-- Raw records start --

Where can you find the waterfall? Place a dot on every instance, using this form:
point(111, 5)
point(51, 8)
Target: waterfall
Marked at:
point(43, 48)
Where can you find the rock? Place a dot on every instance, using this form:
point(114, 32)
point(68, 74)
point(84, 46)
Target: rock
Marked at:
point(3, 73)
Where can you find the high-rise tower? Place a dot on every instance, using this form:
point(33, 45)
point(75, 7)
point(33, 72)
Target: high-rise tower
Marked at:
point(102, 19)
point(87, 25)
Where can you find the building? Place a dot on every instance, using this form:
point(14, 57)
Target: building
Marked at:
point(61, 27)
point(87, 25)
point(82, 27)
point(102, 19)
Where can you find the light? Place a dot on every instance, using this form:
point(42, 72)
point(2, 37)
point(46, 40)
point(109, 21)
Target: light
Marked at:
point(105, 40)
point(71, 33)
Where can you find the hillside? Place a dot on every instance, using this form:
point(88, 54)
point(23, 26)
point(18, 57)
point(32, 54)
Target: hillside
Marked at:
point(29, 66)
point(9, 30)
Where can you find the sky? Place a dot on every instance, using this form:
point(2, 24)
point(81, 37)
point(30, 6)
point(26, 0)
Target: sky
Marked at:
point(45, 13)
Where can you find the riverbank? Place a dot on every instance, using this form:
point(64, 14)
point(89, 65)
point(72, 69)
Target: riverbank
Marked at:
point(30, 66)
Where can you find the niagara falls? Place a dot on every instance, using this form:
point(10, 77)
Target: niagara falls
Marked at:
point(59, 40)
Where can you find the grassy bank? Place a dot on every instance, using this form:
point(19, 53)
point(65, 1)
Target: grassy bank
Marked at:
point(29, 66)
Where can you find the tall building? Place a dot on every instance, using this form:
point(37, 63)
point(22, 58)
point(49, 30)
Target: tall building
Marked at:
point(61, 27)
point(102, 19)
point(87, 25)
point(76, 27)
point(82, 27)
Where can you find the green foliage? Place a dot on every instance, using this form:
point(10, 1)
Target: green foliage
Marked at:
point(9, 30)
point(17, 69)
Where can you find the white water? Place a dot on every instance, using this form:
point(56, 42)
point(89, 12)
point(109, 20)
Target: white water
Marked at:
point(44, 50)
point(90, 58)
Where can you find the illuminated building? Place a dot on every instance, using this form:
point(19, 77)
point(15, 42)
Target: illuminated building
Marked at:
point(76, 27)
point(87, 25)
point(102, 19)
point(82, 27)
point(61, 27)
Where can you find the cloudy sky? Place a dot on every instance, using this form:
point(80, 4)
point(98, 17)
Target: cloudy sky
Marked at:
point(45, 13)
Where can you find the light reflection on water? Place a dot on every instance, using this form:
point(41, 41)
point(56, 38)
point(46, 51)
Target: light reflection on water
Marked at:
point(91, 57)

-- Raw records end --
-- Raw records start --

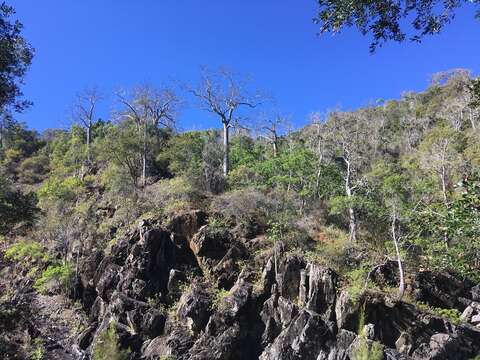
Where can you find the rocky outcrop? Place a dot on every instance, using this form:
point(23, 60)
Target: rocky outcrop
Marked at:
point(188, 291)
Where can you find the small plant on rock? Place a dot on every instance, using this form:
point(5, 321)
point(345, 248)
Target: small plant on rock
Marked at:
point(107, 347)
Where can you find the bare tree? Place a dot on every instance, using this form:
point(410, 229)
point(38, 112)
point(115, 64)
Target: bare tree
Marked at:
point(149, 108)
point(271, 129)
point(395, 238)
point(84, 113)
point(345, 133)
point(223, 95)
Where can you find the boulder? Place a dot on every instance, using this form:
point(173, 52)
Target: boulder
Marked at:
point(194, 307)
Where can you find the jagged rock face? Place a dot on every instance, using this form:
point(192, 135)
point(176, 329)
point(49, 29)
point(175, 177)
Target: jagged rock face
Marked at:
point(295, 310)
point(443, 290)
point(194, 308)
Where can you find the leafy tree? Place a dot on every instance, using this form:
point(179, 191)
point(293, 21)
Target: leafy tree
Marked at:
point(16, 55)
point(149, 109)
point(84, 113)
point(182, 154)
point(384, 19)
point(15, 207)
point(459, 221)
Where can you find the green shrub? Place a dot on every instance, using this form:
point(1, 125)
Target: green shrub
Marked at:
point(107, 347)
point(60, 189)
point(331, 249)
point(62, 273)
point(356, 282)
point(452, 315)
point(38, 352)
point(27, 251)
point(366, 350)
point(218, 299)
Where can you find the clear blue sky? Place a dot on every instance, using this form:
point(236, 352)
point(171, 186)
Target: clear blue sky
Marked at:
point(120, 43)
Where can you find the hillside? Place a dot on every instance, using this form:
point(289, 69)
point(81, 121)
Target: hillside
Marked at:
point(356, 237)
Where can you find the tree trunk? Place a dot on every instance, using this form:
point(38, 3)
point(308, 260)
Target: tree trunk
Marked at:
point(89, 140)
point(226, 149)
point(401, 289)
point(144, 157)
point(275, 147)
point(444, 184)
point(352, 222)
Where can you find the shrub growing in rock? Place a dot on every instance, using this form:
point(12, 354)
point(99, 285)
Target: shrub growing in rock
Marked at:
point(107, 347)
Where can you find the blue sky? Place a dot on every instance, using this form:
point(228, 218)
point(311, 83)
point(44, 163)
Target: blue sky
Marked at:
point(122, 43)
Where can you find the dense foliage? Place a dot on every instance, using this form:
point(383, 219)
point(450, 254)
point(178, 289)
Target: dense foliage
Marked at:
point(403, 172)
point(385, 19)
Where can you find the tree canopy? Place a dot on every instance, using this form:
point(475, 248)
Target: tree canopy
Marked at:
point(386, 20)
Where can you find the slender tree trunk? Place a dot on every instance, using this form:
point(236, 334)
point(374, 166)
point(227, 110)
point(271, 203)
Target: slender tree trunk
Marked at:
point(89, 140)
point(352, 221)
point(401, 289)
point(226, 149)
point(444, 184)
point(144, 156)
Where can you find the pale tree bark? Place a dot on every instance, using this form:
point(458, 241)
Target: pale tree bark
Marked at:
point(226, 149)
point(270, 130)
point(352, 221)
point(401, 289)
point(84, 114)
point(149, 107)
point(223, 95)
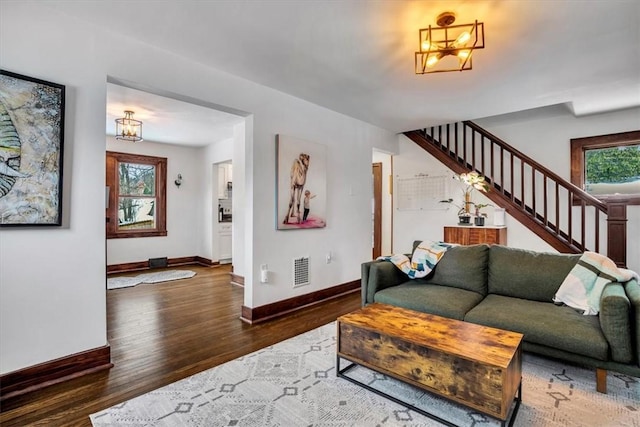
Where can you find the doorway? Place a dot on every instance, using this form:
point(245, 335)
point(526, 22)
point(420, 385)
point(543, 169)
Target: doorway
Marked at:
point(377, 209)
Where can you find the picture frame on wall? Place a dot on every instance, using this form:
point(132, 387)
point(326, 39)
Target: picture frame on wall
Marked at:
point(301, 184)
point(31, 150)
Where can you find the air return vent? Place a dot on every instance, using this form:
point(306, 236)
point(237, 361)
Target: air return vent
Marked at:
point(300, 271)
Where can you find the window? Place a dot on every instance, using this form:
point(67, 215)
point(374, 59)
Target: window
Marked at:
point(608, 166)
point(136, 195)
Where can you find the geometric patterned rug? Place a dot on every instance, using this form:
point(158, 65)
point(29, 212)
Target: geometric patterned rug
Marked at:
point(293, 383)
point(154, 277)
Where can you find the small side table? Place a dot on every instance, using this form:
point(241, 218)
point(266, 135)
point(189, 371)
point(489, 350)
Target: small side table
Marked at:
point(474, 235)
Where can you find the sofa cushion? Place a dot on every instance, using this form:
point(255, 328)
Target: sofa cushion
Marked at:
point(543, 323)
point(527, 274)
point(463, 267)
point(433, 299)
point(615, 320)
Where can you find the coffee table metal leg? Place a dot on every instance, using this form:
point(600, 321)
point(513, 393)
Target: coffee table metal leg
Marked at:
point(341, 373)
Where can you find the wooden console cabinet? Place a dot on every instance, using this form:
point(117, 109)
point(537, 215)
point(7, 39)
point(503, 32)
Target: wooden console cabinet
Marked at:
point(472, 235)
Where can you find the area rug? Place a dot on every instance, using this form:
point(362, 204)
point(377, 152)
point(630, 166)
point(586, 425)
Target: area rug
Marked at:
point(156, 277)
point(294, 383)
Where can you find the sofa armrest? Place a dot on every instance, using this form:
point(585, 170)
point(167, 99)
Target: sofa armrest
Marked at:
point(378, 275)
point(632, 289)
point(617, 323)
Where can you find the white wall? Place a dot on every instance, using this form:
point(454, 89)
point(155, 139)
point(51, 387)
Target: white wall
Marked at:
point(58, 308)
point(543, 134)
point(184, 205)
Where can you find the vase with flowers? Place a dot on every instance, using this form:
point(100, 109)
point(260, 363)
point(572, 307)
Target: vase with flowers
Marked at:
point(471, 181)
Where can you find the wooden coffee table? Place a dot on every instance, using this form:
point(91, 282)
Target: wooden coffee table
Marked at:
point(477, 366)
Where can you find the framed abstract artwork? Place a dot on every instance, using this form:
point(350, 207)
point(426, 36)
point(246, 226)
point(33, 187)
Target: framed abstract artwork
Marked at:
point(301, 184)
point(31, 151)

-- Raw records end --
-- Raw records start --

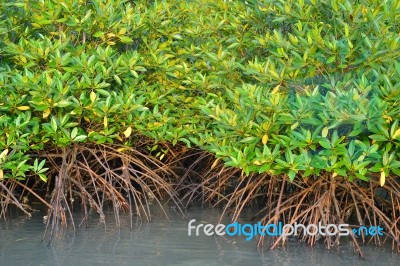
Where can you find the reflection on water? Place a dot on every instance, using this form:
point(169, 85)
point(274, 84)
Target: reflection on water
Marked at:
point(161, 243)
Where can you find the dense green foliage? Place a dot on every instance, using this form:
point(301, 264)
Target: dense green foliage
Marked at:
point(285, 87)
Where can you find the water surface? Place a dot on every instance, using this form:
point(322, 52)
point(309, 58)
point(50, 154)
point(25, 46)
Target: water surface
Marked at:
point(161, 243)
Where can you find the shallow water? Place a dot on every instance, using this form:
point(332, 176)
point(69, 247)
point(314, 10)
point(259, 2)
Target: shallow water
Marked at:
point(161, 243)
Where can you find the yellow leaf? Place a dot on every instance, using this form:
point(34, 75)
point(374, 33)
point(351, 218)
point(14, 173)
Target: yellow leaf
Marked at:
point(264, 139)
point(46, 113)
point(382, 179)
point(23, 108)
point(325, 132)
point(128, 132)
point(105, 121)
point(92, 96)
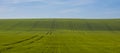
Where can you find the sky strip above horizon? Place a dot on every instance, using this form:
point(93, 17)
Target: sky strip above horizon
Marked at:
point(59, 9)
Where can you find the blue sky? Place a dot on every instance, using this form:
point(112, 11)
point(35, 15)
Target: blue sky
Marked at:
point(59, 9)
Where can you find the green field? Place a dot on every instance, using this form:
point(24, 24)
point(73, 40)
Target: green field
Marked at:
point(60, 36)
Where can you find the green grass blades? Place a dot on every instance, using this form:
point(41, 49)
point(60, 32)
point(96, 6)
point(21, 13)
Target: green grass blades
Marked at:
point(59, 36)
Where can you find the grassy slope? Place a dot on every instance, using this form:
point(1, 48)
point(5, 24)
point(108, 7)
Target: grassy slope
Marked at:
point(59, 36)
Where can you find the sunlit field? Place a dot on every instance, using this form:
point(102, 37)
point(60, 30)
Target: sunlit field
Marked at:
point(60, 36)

-- Raw records end --

Exercise directions: Reproduce the data verbatim, starting with the line containing "Where can you find the bare" and continuing through the line containing "point(194, 308)", both lines included.

Solution to the exercise:
Where can you find the bare tree? Place a dot on every instance, using this form:
point(410, 229)
point(38, 112)
point(115, 64)
Target: bare tree
Marked at:
point(149, 108)
point(271, 129)
point(395, 238)
point(84, 113)
point(345, 133)
point(223, 95)
Where can you find the boulder? Place a dot on every instance, using this form:
point(173, 52)
Target: boulder
Marked at:
point(194, 307)
Where can you find the jagged rock face? Place a dot on every instance, using this form:
point(192, 135)
point(176, 329)
point(49, 29)
point(175, 177)
Target: jagged rock face
Marked at:
point(295, 310)
point(443, 290)
point(194, 308)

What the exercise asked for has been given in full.